## [Entries supplied]
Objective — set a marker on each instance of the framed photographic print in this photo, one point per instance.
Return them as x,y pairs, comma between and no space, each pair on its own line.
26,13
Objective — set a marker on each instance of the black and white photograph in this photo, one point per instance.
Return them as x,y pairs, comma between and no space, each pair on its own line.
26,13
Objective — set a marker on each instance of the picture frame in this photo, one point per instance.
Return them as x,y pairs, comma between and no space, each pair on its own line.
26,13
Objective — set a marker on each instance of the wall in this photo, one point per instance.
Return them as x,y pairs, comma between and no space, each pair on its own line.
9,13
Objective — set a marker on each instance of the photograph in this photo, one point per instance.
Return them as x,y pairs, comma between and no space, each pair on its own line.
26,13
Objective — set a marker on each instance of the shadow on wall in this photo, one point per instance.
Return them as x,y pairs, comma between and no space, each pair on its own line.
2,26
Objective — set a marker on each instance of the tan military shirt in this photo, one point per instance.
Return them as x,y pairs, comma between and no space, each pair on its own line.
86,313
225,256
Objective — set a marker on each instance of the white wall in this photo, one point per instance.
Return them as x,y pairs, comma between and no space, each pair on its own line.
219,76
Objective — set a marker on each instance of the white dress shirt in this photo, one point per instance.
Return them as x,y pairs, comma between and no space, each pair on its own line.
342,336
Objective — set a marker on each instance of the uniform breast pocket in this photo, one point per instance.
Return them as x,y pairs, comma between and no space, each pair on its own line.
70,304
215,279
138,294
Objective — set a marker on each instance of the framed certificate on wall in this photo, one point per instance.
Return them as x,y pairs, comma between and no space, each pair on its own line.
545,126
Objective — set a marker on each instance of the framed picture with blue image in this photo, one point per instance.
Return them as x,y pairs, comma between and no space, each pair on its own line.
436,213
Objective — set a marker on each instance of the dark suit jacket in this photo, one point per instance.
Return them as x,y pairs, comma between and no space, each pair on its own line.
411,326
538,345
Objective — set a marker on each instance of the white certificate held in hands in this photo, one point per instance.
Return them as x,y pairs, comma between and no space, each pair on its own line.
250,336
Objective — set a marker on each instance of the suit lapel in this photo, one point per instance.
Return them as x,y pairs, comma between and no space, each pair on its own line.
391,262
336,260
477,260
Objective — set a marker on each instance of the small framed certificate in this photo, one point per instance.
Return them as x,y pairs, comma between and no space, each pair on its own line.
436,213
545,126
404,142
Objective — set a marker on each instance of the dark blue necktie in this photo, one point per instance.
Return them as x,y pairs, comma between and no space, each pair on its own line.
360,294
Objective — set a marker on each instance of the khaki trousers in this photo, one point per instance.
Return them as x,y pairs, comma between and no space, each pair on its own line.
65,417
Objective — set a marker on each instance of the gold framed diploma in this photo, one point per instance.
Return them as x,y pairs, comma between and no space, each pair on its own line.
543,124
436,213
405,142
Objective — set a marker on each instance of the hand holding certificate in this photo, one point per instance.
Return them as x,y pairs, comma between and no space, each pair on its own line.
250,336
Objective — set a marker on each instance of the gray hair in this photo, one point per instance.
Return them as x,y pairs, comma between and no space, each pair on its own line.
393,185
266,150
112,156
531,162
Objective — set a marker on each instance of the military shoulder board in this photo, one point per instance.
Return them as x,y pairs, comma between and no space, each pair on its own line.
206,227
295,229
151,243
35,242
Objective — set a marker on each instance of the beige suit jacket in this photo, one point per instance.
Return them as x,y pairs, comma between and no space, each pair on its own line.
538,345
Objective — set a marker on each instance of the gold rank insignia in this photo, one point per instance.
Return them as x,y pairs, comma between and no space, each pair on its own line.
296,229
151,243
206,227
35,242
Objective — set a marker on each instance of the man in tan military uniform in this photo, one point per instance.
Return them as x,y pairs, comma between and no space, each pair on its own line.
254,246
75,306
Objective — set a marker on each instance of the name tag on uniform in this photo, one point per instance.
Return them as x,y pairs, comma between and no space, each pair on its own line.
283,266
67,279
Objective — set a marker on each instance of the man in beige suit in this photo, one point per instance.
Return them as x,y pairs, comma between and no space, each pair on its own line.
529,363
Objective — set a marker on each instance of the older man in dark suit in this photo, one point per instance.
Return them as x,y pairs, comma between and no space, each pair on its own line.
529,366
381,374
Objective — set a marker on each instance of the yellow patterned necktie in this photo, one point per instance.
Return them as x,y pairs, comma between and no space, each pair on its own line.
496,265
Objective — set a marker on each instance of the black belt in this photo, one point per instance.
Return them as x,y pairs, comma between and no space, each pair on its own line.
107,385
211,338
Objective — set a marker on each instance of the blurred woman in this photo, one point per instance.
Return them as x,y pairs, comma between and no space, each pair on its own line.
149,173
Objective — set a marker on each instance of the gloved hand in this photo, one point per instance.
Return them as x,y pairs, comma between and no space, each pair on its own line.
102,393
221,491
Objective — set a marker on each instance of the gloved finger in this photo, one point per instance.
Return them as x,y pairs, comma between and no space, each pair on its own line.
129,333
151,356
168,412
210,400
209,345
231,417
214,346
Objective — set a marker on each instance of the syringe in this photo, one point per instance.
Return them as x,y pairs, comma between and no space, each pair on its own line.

## [Description of the task]
Write out the records shown above, exactly as they appear.

## [Right answer]
Objective — set a marker on each instance of the framed photographic print in this photo, one point per instance.
Return them as x,y pairs, comma between and no space, each pair on its own line.
26,13
Objective — set a marker on each instance of the black and white photograph in this photo, one point per instance.
Return them as x,y pairs, comma between and no space, each pair on its own line.
26,13
Objective — set a marker on each instance of the picture frame in this photo, one point per instance.
Return them as x,y pairs, comma between and no space, each pair on its own line.
26,13
Objective — set a marker on each instance of the wall in this photo, one point per instance.
Return them as x,y pairs, comma between and no space, each pair on its own line.
9,13
Objective — set a marker on each instance of the photograph in this photo, one point per instance.
Return them as x,y pairs, comma between and no space, each pair on its own line.
26,13
Objective — set a marker on each instance of the shadow on wall in this photo, one point per instance.
Return them as x,y pairs, comma between and no space, each pair on its own line.
2,26
Objective — set a marker on each instance of the tan military shirt in this photo, one point per instance.
Return them as x,y pairs, comma between and no space, each pair on its own line.
86,313
225,256
Objective — set a marker on each instance of the white wall in this photo, one point per instance.
Return them as x,y pairs, comma between and no space, each pair on its own line.
219,76
Objective — set a marker on each instance of the white dress shirt in this photo, one point per instance.
Return them as x,y pairs, comma between and no space, each pair on its own line.
342,336
Objective — set a marker on each instance of the uniform breast pocket in this photo, one point per instance.
Return them as x,y pairs, comma between and no space, each pair on its own line.
70,304
215,279
138,294
Objective — set a marker on each instance of the framed certificate on wall in this photo, one point per instance.
Return them as x,y pairs, comma between and no space, each pair on its own line.
545,126
Objective — set a marker on each instance of the framed picture with blue image in this photo, one point per instance.
Return them as x,y pairs, comma between and no space, each pair on its own line.
436,213
Objective — set a marker on each instance of the dark suit jacket in this photo, one point per instance.
Return them as x,y pairs, comma between and no space, each pair on its own line.
411,326
538,345
Objective — set a marker on each instance of the white certificate held in hands in this photo, one point per instance.
Return them as x,y pairs, comma between and no space, each pair on its own line.
250,336
Objective — set a marker on each instance of the suit lapel in this photo, one point per instance.
Return them as x,y pairs, comma between and no space, each pair on its own line.
391,262
336,260
477,260
Objective — set a marker on each instance of the small framed certificate in this photo, one point per instance.
Return them as x,y pairs, comma between and no space, each pair on its own line.
436,213
545,126
404,142
Objective — set a marker on each instance of the dark blue necktie in this photo, one point per instance.
Return them as x,y pairs, comma between and no space, each pair on its own line.
360,294
Objective — set a marker on each instance of the khaki trousers in this photo, one point per instance.
Return them as x,y pairs, comma between and no space, each pair on its own line.
65,417
Objective — set a marker on each instance of the gold framed diploma in this photo, one point per instance.
Return them as x,y pairs, comma between and no space, each pair on its own line.
543,124
436,213
405,142
Objective — set a marker on each instance of the hand holding certificate in this photo, one point per instance.
Return them as x,y pairs, comma between and no space, each pair on its own line.
250,336
Objective — set a marker on each instance of the gray hair in this photo, one point per instance.
Return them as x,y pairs, comma between and no space, each pair on its own line.
393,185
266,150
112,156
531,162
Objective — set a marker on each instance of the military shoulder board in this photo, one point per instance.
Return them as x,y pairs, comma between and no space, each pair on its own line.
206,227
295,229
151,243
35,242
Objective — set a marker on each instance of the beige suit jacket in this photo, one point per instance.
Return them as x,y pairs, comma between and no space, each pair on its own line.
538,345
Objective — set a marker on each instance of the gold rank insignia in this photo, one point per instance.
Return them as x,y pairs, comma between and no space, each pair on its own line.
296,229
151,243
206,227
35,242
Objective — set a marker on each instance of the man in tan military uniform in this photo, one point per instance.
Return them as x,y pairs, comma between and no space, each pair on its own line.
254,246
75,306
Objective — set a marker on each instance of the name tag on uniform in this photo, one point per instance.
Return them as x,y pairs, comma between and no space, each pair on its own line.
283,266
67,279
Objective — set a marker on each instance of the man in beige suit in this photo, one point per instance.
Return them as x,y pairs, comma between and no space, each pair on its own line.
529,363
Objective — set a marker on each instance of the older man in dark suit in this photo, one point per instance.
Return them as x,y pairs, comma between and no space, each pair on its own line.
529,366
381,374
Objective — set a marker on each instance of the yellow patterned necktie in this photo, one point per instance.
Return them as x,y pairs, comma between and no space, each pair on its own line.
496,265
Objective — set a marker on each instance of the black belt in this photo, one point per instance.
Return them as x,y pairs, comma between and no space, each pair on its own line.
107,385
211,338
Objective — set a marker on each instance of the blurred woman in this photo, one point per instance.
Return them as x,y pairs, comma between and no space, each pair on its own line.
149,173
Objective — set a marker on each instance of the gloved hand in this photo, one point per instance.
Return them as x,y pairs, comma between and no space, each pair on its own line.
102,393
221,491
Objective — set a marker on each instance of the gloved finger in this photo, one point per instance.
Return them as x,y pairs, comma between and no space, each pair on its own line.
129,333
151,356
168,412
210,400
209,345
231,417
214,346
Objective — set a marker on each instance of the syringe in this photo, one point per instance.
Return them as x,y pairs, comma between and no space, each pair on its own line.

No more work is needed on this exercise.